The Pakistan Muslim League (Nawaz) is celebrating the Supreme Court’s decision in the Panama Papers case. I should have put celebrating in inverted commas, but I didn’t to give the reader not just a sense of deep irony but also of how the prime minister, Mian Nawaz Sharif, has survived, in a technical sense, by the skin of his teeth.
But the injury is grave, no matter how one looks at it and no matter how some would like to spin it.
This is what the Supreme Court has done: Two judges have convicted Nawaz Sharif. Yes, convicted. As per their judgments, the prime minister stands disqualified for not being sadiq and ameen. The other three judges on the bench, whose decisions are being celebrated, stopped short of convicting Sharif but have indicted him nonetheless. There’s enough here to warrant a Joint Investigation Team (JIT) to probe this matter in 60 days, updating the court every 15 days on its progress.
If the PMLN thinks a conviction from two judges and an indictment from the other three is cause for celebration, you can imagine, dear reader, how grave the situation might be for the Sharifs.
But wait, we have to contend with the legal minds. Some of them will say that dissent is not the operative part of the judgment. In other words, the decision of the two dissenting judges doesn’t legally count. Technically, they are right. But only technically. From every other angle they are wrong. That makes this view reductive. It’s like a lesser team getting lucky in a few overs on a rainy day and winning on the basis of Duckworth-Lewis. It’s a win but… you get my drift.
What about the majority view, the three judges who didn’t disqualify the prime minister? Did they give Sharif a clean chit? Did they say the P.M. and his children mounted a clear defense against the allegations they face? No. In fact, they have raised multiple questions, and investigating those questions is what the JIT is all about. Put another way, they have said: we do not believe that the P.M. can or should be disqualified at this stage, though he has been unable to mount a full defense and we believe there’s enough to merit further investigations. The probe could either clear the P.M. or cause the Supreme Court’s implementation bench to consider otherwise.
++++++++
YOUR GOAL: Rewrite the commentary on the Panama Papers ruling from "If the PMLN" up to and including "get my drift.", putting "PML-N" in place of "PMLN". You will not need the rows.

Dataset rows about object locations
++++++++
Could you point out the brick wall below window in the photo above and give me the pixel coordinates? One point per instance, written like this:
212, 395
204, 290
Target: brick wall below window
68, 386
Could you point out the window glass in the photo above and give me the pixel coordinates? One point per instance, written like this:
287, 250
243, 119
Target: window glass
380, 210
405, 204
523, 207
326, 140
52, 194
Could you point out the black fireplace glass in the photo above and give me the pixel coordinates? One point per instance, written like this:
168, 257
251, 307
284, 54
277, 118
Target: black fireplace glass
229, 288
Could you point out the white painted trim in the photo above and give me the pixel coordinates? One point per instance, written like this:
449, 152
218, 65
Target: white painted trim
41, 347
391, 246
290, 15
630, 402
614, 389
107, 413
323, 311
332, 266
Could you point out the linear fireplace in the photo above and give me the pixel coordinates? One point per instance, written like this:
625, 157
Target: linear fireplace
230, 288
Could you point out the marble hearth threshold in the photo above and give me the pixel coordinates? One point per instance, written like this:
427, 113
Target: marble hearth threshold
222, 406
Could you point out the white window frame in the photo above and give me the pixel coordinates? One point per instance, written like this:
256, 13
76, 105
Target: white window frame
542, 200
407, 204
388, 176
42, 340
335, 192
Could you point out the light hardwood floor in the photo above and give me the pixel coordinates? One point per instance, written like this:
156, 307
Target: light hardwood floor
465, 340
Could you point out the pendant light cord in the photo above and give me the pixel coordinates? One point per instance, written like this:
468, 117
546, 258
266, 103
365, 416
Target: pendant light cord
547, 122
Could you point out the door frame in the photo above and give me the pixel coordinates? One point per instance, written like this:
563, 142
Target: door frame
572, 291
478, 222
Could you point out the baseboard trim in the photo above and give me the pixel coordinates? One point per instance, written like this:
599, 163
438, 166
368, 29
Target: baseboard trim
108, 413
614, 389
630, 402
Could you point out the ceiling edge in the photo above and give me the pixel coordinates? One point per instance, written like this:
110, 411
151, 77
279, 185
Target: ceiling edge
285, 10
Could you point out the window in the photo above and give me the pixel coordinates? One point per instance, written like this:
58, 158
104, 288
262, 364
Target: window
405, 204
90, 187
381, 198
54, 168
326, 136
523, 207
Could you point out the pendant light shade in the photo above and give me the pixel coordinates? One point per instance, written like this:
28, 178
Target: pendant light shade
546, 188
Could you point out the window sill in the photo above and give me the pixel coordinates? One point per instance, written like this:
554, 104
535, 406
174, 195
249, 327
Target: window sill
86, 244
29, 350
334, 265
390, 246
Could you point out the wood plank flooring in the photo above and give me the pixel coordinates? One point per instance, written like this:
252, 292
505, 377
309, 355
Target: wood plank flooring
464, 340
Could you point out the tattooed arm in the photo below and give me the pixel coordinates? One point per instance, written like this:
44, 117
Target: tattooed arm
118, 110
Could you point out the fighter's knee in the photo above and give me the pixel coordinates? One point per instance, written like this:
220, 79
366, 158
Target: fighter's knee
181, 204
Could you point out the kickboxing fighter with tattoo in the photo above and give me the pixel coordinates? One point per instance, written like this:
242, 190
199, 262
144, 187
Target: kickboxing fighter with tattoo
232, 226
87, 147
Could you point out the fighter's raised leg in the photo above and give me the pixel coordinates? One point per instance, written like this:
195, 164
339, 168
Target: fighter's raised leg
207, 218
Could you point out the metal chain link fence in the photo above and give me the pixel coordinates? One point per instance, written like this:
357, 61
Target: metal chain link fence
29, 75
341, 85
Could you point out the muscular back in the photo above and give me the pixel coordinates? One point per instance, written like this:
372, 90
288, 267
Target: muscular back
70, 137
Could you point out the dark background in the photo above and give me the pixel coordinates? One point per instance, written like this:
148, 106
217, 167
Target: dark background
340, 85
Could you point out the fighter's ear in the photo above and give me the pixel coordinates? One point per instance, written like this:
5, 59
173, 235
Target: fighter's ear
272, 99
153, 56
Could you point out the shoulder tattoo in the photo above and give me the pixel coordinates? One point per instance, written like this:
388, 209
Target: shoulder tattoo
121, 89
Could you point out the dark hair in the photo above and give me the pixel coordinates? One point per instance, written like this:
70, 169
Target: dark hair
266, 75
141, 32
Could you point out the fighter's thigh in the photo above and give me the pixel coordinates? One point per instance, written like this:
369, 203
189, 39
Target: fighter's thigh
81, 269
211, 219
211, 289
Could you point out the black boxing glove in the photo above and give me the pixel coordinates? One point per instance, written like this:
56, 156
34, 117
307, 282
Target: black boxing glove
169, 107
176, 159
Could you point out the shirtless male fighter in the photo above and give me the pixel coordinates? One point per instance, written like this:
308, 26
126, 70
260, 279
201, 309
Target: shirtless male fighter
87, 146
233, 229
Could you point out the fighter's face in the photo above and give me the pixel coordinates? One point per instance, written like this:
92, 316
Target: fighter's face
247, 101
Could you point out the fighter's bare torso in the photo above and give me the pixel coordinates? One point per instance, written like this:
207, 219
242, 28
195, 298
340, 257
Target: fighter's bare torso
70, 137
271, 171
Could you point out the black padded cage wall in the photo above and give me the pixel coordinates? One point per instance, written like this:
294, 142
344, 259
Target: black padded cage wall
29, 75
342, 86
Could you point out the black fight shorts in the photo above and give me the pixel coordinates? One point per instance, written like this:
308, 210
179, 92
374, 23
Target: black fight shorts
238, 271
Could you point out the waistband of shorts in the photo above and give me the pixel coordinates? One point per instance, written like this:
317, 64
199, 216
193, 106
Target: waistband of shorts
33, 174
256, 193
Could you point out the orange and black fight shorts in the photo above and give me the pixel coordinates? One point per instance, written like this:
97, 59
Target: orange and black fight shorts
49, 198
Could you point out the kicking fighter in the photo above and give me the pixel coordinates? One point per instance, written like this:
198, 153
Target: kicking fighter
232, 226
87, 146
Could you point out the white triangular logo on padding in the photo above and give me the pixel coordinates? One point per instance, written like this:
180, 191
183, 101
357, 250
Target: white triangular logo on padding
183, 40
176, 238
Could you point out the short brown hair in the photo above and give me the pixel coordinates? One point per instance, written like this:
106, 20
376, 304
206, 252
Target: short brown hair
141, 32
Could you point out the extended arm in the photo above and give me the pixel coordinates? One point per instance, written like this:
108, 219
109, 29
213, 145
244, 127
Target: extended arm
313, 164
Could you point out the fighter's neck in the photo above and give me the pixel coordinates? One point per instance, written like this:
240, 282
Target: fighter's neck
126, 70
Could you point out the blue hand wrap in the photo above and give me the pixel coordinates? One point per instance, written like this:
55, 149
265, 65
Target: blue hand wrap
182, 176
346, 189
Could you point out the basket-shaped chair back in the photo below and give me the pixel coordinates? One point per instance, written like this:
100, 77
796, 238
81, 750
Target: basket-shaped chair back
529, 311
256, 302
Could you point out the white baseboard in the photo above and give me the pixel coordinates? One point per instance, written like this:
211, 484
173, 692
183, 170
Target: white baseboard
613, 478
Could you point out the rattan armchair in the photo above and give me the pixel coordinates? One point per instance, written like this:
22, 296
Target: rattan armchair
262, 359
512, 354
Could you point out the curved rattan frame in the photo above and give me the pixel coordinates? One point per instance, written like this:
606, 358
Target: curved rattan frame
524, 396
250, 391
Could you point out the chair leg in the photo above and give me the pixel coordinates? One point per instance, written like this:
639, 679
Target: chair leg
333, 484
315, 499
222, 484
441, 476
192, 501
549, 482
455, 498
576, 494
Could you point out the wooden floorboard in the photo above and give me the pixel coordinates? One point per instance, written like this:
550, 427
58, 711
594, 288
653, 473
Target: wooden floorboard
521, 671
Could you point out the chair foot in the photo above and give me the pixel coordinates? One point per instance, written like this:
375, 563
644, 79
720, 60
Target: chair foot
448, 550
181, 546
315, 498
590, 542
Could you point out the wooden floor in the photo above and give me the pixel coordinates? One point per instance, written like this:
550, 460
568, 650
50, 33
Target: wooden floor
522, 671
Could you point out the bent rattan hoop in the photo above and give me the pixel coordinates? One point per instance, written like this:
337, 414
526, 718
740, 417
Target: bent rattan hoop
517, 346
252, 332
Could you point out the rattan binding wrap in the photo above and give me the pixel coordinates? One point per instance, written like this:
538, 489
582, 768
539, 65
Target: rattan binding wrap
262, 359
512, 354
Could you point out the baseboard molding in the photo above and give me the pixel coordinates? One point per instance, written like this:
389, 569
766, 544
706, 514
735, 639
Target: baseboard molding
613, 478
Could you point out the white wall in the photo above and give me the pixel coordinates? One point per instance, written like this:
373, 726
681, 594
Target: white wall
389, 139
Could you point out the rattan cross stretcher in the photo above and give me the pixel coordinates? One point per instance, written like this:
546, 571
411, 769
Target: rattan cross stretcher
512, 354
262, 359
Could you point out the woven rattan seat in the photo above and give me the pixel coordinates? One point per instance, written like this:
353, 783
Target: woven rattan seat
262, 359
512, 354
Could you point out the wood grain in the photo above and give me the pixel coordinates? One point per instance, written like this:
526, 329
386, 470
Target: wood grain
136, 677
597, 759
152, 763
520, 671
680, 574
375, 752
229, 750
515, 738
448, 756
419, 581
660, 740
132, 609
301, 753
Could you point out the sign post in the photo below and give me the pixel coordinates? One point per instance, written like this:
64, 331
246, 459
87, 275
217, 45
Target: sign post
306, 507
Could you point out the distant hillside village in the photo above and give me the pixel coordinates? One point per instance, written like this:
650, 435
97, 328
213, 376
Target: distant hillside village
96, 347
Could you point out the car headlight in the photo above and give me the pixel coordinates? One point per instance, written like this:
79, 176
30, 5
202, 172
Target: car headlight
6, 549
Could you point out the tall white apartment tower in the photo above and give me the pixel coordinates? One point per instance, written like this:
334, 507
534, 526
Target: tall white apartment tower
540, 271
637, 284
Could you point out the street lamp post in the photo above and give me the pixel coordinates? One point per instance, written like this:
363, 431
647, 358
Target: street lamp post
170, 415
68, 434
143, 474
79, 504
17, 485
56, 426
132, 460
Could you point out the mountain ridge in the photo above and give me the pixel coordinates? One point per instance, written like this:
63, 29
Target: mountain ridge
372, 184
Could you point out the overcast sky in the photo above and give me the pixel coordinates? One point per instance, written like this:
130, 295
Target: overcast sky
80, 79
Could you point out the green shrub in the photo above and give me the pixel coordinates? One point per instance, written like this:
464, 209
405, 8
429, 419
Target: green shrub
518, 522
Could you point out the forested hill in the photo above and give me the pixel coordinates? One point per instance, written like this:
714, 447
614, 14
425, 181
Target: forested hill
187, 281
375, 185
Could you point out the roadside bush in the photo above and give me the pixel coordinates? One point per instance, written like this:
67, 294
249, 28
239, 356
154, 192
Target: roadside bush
++++++++
COMPLETED TASK:
If the PML-N thinks a conviction from two judges and an indictment from the other three is cause for celebration, you can imagine, dear reader, how grave the situation might be for the Sharifs.
But wait, we have to contend with the legal minds. Some of them will say that dissent is not the operative part of the judgment. In other words, the decision of the two dissenting judges doesn’t legally count. Technically, they are right. But only technically. From every other angle they are wrong. That makes this view reductive. It’s like a lesser team getting lucky in a few overs on a rainy day and winning on the basis of Duckworth-Lewis. It’s a win but… you get my drift.